__KURZAUFTRAG__.
Drucken Sie aus dem Textauszug unten wortgetreu den Abschnitt, der mit „Nein, ganz, ganz“ beginnt und sich bis einschließlich „Bettina ihre Kurse.“ fortsetzt.

__TEXTAUSZUG__.
::::::::
Zuerst hatte ich überlegt, bei einer dieser Bootcamp-Chaingangs anzuheuern, die morgens um fünf Schlamm fressen gehen im Park. Die brüllen sich gegenseitig über zwei Meter hohe Wände und spielen Völkerball mit leeren Bierfässern. Ich habe grundsätzlich nichts gegen Schlamm. Aber wenn ich tatsächlich scharf drauf wäre, geschlechtsüberreifen Jungs mehrmals die Woche dabei zuzusehen, wie sie ihr Hirn auf Sparflamme runterblöken, dann würde ich professionell Junggesellenabschiede organisieren.
Nein, ganz, ganz anders sollte mein neues Sportlerlebnis sein. Ich wollte dahin gehen, wo noch nie zuvor ein Mann war. Ich fand diesen Ort. Die Turnhalle eines AWO-Altenzentrums, irgendwo im Münchner Norden. Hier macht Bettina ihre Kurse.
Bettina und ich haben uns im Internet kennengelernt. Also vielmehr ich sie, weil ich sie ergoogelt habe: “Rücken Kurs München”. Rückenpilates klang annehmbar für mich. Selbst wenn ich das “Powerhouse”, um das sich alles dreht beim Pilates, etwas dämlich benamst finde. Das ganze erschien mir immer noch ungeschminkter als all das Yogazeugs, das ja auch ganz toll sein soll für den Rücken und die Ausgeglichenheit und einfach alles. Bettinas Kurse sind geeignet für Menschen jeden Alters und jeden Geschlechts. Besucht werden Bettinas Kurse von Frauen mittleren Alters. Und von mir.
Als ich da saß zum ersten Mal in der kleinen Souterrain-Turnhalle, unter mir die Gummimatte, neben mir ein Gummiband, um mich herum ein Dutzend Damen, die in der Vorstellungsrunde allesamt gesagt hatten, sie müssten dringend mal wieder was tun, da konnte ich mich gar nicht wehren und der innere sexistische Kackscheißtyp flüstert ganz, ganz leise: “Ach Mädels, Euch zeig ich doch mal, wo das Powerhouse sitzt.” Tja.
Während ich seitlings versuche, ein Bein und meinen Hintern in der Luft und den Rücken gerade zu halten, merke ich, dass ich mich gleich mal auf die falsche Seite gedreht habe. Also schaue ich direkt ins Gesicht von Rita. Rita muss so ungefähr sechzig sein und sie hat offensichtlich die Atombunkerversion eines Powerhouses. Mich schüttelt gerade der dritte Krampf im Bauch. Sie lächelt. Die Macker-Miene, die eigentlich ich mir ausgesucht hatte, hat sich Rita geschnappt.
::::::::
__GEGEBENE DATEN__.
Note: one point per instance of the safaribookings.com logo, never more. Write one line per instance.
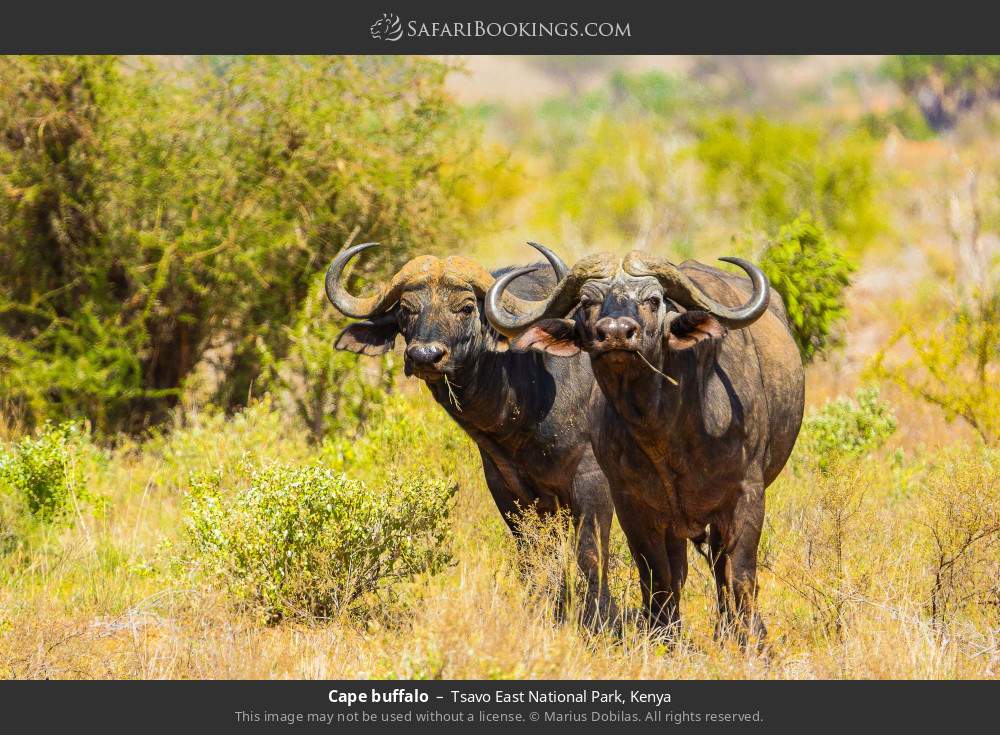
(390, 28)
(387, 28)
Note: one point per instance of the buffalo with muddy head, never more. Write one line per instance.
(525, 411)
(702, 393)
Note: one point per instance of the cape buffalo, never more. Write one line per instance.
(702, 402)
(525, 411)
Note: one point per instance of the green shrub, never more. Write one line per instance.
(306, 541)
(845, 428)
(411, 435)
(328, 389)
(771, 171)
(156, 216)
(945, 85)
(42, 473)
(811, 275)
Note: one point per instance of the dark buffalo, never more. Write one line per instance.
(527, 412)
(702, 400)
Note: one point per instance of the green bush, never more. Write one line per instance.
(156, 216)
(412, 435)
(328, 389)
(945, 85)
(845, 428)
(811, 275)
(42, 473)
(306, 541)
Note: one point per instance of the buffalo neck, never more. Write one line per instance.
::::::::
__VOLLSTÄNDIGE ANTWORT__.
Nein, ganz, ganz anders sollte mein neues Sportlerlebnis sein. Ich wollte dahin gehen, wo noch nie zuvor ein Mann war. Ich fand diesen Ort. Die Turnhalle eines AWO-Altenzentrums, irgendwo im Münchner Norden. Hier macht Bettina ihre Kurse.